:: Required task ::
From the forum thread, list every method eccerr0r names as a possible way to get at the phone's data without the manufacturer's Windows software.

:: Source ::
# connecting to a basic (non-smart) phone

## curmudgeon

I recently came across one of these that I need to backup the data on:

http://www.samsung.com/pk/consumer/mobile-devices/mobile-phones/feature-phones/GT-E1205ZKTPAK

The windoze software (kies) of course does all of that, but since I don't have access to a windoze machine, I was wondering if there was some way of connecting to it in linux. All I really want is to just see it as a storage device and move files on and off of it.

I purchased a data cable (phone uses a strange connector), but when I plug it in, I only get messages like "device descriptor read/64, error -71" and "unable to enumerate USB device on port 1."

I assume that someone here knows how to do this (if in fact, it can be done at all).

----------

## eccerr0r

Unfortunately a lot of the "dumb" phones end up requiring software that the manufacturer uses to access data and do not have a full USB-storage subsystem...  However there still might be a chance that it supports obex. 

The worrisome point is that even with the USB cable it appears to not conform to standards or USB is broken.  This would severely reduce the chance of it working properly in Linux.  You might also try seeing if Bluetooth works as an alternate method.

Now I don't own one of these phones, this is merely speculation.  I was trying to get my mother's LG phone to work with Linux but was unsuccessful; there was an unmaintained application for Linux but it did not want to work with the phone at all - and this application was the snowball's chance in hell to work with Linux...

I guess it melted.

(Of course the other way is to go through wine or emulation USB passthrough, but I've never tried this at all... but either case, it not enumerating in USB list probably precludes it from working anyway.)

----------

## curmudgeon

 *eccerr0r wrote:*   

> However there still might be a chance that it supports obex.

 

It appears that that requires Bluetooth, which this phone does not have.

:: Stored data ::
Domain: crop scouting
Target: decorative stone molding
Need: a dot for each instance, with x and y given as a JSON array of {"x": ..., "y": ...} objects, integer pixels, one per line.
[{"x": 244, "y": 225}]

==

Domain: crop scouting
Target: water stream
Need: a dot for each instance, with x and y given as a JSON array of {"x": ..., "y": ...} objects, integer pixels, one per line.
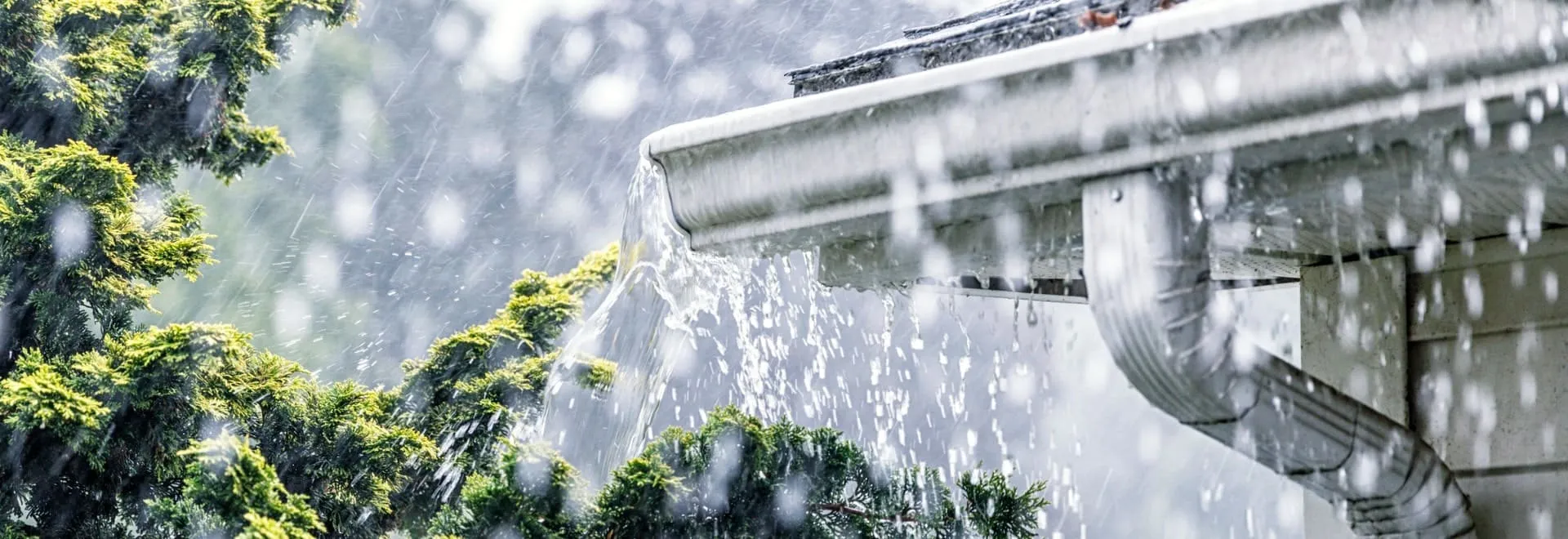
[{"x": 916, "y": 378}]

:: Exercise output ::
- Obex
- Bluetooth
- Wine
- Emulation USB passthrough